> **Directive**: Return every line from the rows below that contains the word "roof". Matching is case-sensitive.

> **Data excerpts**:

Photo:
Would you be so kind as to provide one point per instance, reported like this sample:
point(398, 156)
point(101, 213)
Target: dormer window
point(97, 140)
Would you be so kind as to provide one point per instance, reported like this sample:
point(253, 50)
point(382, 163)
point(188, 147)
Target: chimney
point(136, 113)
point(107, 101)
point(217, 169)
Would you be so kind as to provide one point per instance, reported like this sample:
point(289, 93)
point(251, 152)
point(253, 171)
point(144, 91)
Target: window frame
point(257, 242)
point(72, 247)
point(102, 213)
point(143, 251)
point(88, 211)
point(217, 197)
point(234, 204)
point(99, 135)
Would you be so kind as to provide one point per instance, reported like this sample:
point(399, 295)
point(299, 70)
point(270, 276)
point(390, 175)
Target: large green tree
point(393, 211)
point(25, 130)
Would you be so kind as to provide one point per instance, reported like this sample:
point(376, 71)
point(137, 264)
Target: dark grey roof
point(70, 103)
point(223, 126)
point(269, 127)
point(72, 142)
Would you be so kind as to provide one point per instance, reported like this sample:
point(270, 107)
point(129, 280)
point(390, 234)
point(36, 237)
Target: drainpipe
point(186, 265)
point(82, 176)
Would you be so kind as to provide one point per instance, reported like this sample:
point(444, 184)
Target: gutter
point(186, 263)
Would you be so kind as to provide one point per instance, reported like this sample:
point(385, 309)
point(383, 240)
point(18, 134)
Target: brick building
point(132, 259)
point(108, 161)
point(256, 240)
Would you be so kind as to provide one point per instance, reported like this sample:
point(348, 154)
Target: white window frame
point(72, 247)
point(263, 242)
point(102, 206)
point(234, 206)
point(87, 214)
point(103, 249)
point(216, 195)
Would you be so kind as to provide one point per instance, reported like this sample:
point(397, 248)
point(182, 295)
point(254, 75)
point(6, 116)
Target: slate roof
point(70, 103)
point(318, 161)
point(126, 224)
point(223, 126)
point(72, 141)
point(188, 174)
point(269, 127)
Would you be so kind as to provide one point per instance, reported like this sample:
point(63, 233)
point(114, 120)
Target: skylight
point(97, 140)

...

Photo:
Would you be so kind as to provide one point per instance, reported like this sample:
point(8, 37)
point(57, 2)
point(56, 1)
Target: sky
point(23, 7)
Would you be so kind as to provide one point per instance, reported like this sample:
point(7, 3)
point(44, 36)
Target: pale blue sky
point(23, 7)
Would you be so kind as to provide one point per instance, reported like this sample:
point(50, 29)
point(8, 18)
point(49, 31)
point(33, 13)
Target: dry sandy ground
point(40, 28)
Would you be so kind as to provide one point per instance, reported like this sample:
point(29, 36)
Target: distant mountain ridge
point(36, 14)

> **Response for this exercise**:
Target: dark grey roof
Target: slate roof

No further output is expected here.